**ESTRATTO DEL DOCUMENTO**
====

Una stima dei costi ambientali aiuta a fissare la lista delle priorità e fornisce munizioni intellettuali di grande impatto anche a livello locale quando si valutano le conseguenze delle attività umane. Ad esempio, se si stimasse il danno del traffico a Roma, sarebbe molto più facile argomentare che il costo di una linea di metropolitana rappresenta in realtà un risparmio di capitale ambientale. Se si facesse una stima delle conseguenze sul capitale ambientale prodotto dalla Tav si sarebbe potuto discutere con cognizione di causa e fare paragoni con i (supposti) benefici economici (al di là di quelli ovvi per le tasche dei costruttori).
E sarebbe anche utile per stabilire, laddove è necessario, l’ammontare della tassa per l’uso delle risorse ambientali, dai motori delle autovetture, ai prezzi dell’acqua, alla pesca commerciale. A titolo di esempio, il rapporto delle Nazioni Unite valuta in circa 50 miliardi di dollari il costo-opportunità dello sfruttamento intensivo, senza controllo, delle risorse ittiche.
Il cambiamento delle politiche collettive e dei comportamenti individuali necessari per ridurre il danno che viene inflitto all’ambiente dovrà essere molto profondo e si scontrerà sempre con resistenze tenaci. E’ sempre una battaglia impari perché, come in tutti casi in cui ci sono interessi collettivi in ballo, i benefici (per di più di lungo periodo) sono troppo diffusi a fronte di danni (per lo più immediati) che alcuni interessi subiscono.

====

**I DATI**

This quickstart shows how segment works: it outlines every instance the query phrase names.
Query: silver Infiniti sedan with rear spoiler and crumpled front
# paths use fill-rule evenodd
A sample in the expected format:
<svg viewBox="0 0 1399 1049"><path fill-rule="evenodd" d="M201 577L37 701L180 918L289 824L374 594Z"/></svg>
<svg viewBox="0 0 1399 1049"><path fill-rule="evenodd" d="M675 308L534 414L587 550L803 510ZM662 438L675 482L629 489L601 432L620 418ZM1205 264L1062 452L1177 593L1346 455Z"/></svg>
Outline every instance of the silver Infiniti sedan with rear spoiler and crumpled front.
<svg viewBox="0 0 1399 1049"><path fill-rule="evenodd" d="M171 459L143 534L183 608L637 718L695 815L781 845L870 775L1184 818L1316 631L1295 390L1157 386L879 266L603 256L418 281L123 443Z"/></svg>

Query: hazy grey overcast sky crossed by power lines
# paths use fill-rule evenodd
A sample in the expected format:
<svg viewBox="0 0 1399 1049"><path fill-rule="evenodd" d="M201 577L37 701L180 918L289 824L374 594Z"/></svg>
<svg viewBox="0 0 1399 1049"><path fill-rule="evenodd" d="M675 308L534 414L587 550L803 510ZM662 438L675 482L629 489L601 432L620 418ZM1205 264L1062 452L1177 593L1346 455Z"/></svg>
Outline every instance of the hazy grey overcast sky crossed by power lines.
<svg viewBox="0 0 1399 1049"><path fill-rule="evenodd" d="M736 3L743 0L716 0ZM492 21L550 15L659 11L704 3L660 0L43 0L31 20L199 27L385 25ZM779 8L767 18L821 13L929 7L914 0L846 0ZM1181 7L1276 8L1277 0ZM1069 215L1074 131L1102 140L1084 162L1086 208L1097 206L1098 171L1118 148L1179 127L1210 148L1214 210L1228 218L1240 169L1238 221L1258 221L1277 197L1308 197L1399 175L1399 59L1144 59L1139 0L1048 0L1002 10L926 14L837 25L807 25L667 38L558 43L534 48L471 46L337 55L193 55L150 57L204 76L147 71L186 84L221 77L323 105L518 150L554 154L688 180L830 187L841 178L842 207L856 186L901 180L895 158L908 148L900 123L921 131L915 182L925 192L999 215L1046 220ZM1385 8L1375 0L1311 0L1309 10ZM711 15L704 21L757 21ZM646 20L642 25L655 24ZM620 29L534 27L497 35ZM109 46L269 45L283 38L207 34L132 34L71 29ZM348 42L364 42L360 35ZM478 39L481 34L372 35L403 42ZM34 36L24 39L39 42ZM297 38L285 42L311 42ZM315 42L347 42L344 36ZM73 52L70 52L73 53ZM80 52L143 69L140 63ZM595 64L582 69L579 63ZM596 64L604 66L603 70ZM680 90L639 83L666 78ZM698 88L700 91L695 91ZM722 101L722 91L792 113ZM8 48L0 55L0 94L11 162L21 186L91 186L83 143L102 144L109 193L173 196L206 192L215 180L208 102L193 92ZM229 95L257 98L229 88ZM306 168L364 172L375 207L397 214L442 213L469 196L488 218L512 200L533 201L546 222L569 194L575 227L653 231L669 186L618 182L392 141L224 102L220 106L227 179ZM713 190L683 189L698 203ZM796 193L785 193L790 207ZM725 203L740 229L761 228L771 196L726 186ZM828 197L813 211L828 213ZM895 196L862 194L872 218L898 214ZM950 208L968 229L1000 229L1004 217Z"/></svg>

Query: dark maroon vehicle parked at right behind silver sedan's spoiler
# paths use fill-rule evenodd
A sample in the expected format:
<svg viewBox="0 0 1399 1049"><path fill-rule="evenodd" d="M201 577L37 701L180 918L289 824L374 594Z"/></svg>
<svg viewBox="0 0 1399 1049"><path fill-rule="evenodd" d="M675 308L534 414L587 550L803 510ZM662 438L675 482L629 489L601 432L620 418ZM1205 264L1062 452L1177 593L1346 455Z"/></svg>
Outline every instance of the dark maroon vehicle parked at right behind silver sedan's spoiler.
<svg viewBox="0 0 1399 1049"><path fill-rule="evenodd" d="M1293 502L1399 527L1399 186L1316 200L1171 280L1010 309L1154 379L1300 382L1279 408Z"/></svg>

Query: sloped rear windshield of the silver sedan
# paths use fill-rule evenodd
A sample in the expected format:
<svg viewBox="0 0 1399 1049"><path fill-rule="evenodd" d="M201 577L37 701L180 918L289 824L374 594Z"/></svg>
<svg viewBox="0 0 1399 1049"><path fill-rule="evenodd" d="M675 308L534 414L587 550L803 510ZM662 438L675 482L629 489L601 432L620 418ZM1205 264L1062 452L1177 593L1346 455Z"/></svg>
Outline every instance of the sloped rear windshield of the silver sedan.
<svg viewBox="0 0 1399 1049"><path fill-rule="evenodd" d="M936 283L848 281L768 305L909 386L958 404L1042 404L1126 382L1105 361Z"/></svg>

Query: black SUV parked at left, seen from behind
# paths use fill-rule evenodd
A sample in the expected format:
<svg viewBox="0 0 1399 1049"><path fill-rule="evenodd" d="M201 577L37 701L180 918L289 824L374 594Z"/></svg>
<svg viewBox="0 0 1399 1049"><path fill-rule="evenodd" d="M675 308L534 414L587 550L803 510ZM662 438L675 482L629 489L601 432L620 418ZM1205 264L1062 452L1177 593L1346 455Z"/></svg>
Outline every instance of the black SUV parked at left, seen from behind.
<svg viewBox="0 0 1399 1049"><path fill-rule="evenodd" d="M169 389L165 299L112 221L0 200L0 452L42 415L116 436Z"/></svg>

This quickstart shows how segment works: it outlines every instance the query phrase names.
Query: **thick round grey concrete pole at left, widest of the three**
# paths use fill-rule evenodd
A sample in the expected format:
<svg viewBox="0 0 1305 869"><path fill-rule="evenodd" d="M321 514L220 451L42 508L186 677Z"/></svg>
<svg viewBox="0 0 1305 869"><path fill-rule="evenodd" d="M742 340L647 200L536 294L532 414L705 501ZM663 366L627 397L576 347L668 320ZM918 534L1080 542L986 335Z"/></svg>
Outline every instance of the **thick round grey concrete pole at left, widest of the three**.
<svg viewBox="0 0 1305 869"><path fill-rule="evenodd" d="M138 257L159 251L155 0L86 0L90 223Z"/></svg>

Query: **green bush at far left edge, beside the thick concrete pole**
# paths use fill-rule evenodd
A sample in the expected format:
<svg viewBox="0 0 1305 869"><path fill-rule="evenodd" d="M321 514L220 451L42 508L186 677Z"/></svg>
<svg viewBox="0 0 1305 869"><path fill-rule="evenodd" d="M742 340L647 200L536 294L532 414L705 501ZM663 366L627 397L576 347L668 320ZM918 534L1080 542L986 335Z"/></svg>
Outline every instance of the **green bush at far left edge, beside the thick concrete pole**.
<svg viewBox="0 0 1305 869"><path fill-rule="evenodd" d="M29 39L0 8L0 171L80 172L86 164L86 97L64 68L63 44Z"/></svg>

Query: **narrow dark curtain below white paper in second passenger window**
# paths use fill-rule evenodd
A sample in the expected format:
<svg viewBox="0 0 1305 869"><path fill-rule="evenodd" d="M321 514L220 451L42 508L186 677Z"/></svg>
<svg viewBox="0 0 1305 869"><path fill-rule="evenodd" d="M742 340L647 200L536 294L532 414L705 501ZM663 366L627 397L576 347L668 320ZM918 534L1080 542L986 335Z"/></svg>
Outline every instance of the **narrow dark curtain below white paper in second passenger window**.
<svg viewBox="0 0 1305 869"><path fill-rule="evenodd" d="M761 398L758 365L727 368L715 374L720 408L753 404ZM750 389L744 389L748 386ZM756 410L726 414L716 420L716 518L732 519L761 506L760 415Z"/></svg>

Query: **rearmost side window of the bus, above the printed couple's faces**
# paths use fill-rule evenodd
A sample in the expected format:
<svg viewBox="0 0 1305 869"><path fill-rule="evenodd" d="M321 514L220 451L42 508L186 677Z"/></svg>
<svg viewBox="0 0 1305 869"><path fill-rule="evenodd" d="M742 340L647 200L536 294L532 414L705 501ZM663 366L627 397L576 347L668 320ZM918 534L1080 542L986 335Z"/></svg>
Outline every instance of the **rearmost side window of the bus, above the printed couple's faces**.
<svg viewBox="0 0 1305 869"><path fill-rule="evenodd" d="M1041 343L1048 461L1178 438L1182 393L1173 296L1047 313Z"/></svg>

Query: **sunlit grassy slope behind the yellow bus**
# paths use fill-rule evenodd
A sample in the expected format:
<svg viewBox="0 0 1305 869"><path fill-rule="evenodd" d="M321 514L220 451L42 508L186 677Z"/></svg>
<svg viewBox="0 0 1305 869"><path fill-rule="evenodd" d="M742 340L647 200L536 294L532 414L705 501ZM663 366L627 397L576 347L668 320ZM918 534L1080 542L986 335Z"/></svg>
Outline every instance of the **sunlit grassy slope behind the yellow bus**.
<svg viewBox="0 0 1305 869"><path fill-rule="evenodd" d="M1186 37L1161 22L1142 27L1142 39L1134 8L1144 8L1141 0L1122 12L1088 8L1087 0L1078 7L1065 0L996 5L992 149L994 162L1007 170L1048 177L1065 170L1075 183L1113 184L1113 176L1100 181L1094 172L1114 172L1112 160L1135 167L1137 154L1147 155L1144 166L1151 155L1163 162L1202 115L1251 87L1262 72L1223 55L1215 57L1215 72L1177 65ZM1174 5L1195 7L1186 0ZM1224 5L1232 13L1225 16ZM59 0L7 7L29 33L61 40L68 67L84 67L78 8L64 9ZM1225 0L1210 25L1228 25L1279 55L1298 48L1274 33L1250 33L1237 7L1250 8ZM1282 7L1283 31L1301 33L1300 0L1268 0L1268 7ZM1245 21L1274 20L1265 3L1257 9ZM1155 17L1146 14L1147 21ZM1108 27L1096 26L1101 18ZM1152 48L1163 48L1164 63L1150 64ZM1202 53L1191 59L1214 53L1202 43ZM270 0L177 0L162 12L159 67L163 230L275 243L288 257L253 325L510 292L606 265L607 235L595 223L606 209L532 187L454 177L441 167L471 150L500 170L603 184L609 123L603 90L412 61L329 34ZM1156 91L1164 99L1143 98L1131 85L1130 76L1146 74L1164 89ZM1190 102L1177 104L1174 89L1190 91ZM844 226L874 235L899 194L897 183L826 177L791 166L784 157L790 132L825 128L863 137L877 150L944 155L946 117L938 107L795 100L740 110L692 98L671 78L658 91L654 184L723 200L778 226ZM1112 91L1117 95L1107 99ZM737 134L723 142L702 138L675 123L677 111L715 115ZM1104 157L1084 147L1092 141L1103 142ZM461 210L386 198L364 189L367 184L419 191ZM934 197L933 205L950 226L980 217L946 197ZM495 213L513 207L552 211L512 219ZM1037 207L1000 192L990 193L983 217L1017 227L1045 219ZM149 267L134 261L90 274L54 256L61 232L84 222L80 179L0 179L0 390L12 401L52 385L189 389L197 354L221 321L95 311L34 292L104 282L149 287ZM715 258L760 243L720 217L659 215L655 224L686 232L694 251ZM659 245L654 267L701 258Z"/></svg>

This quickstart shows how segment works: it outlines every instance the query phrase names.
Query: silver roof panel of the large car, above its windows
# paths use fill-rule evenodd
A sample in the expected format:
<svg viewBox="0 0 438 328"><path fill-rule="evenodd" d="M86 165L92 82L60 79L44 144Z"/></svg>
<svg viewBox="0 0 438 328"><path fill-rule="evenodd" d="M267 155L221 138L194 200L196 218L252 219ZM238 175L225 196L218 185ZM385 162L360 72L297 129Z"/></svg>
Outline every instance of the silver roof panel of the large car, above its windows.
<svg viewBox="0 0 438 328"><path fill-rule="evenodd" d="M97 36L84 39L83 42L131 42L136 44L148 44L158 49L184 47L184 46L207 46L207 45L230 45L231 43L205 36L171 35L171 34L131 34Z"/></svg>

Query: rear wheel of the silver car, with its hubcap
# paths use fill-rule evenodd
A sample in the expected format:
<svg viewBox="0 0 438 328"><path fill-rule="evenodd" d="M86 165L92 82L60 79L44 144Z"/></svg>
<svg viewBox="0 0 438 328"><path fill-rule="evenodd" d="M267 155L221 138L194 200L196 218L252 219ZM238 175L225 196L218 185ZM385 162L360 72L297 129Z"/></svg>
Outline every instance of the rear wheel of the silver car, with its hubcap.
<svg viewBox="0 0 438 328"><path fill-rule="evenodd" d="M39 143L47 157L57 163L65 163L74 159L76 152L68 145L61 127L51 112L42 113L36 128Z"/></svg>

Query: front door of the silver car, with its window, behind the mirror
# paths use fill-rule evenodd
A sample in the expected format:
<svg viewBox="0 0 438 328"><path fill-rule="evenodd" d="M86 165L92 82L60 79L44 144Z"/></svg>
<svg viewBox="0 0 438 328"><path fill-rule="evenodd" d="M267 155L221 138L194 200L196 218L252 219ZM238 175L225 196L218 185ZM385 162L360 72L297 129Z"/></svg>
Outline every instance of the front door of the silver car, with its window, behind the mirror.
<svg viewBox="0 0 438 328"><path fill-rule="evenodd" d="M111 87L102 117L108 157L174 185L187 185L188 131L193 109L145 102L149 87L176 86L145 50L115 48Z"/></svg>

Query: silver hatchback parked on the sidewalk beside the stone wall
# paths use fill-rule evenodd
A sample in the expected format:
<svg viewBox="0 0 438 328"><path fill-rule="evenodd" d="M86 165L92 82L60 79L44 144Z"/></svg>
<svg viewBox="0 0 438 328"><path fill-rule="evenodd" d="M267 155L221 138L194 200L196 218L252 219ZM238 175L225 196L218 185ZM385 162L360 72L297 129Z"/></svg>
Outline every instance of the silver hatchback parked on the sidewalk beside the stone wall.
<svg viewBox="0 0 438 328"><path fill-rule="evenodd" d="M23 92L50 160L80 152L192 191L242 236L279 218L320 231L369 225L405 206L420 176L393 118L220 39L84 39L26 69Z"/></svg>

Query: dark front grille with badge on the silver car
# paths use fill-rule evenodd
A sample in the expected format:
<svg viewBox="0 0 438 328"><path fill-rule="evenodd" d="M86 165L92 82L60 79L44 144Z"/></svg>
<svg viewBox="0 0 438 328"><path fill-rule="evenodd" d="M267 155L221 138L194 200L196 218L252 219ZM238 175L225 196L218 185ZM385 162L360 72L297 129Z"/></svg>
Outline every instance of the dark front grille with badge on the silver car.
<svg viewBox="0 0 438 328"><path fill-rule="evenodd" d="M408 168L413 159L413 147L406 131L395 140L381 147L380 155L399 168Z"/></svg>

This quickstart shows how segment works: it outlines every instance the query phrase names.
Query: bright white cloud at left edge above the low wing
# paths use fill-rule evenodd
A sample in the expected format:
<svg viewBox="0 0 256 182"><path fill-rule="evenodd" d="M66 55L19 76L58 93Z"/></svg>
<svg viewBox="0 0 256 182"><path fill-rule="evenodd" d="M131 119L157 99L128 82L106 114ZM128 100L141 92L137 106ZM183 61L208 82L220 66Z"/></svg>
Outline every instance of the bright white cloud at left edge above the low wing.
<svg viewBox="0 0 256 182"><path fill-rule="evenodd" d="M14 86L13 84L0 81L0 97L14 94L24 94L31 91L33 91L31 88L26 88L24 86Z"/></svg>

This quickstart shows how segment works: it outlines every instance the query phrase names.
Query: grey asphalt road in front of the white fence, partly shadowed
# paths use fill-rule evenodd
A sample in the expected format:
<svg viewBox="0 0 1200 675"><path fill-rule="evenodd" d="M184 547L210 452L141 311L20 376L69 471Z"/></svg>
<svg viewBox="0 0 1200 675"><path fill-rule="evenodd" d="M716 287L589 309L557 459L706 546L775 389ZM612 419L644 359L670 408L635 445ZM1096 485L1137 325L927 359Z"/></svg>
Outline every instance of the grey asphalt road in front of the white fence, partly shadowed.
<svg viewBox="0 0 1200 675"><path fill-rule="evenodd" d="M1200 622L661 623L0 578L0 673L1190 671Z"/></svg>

====

**TESTO DELLA CONSEGNA**
Ritrascrivi per intero e senza alcuna modifica l'estratto del documento riportato sopra.

**SOLUZIONE**
Una stima dei costi ambientali aiuta a fissare la lista delle priorità e fornisce munizioni intellettuali di grande impatto anche a livello locale quando si valutano le conseguenze delle attività umane. Ad esempio, se si stimasse il danno del traffico a Roma, sarebbe molto più facile argomentare che il costo di una linea di metropolitana rappresenta in realtà un risparmio di capitale ambientale. Se si facesse una stima delle conseguenze sul capitale ambientale prodotto dalla Tav si sarebbe potuto discutere con cognizione di causa e fare paragoni con i (supposti) benefici economici (al di là di quelli ovvi per le tasche dei costruttori).
E sarebbe anche utile per stabilire, laddove è necessario, l’ammontare della tassa per l’uso delle risorse ambientali, dai motori delle autovetture, ai prezzi dell’acqua, alla pesca commerciale. A titolo di esempio, il rapporto delle Nazioni Unite valuta in circa 50 miliardi di dollari il costo-opportunità dello sfruttamento intensivo, senza controllo, delle risorse ittiche.
Il cambiamento delle politiche collettive e dei comportamenti individuali necessari per ridurre il danno che viene inflitto all’ambiente dovrà essere molto profondo e si scontrerà sempre con resistenze tenaci. E’ sempre una battaglia impari perché, come in tutti casi in cui ci sono interessi collettivi in ballo, i benefici (per di più di lungo periodo) sono troppo diffusi a fronte di danni (per lo più immediati) che alcuni interessi subiscono.